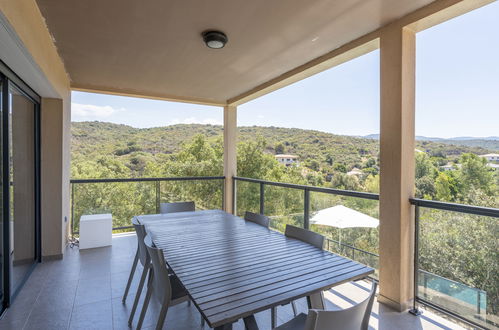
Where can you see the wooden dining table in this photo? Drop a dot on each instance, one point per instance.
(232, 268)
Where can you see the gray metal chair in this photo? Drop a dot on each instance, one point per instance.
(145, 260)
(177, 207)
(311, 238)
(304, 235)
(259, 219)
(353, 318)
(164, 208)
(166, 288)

* * *

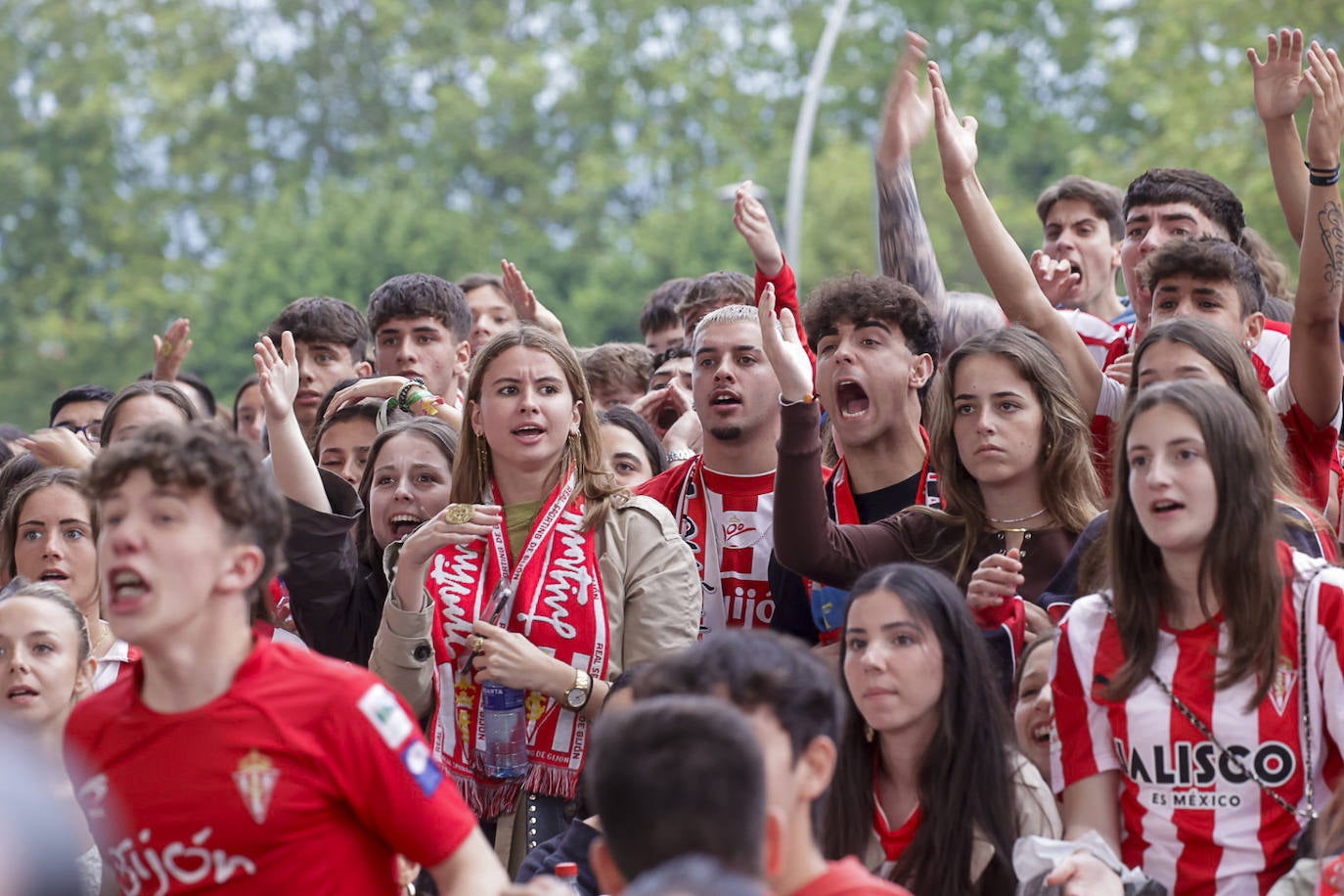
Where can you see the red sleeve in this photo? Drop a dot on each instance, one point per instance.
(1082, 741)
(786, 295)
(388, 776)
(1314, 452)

-- GIVEN PROBLEM --
Output the stretch from the line containing "Where can you see the red" through the line containing "(1314, 452)", reproducing each line verbatim.

-- EXERCISE ANSWER --
Where can you see the red sleeve in this photo? Drop a dot on each instance, one point per instance.
(1082, 741)
(786, 295)
(388, 776)
(1314, 452)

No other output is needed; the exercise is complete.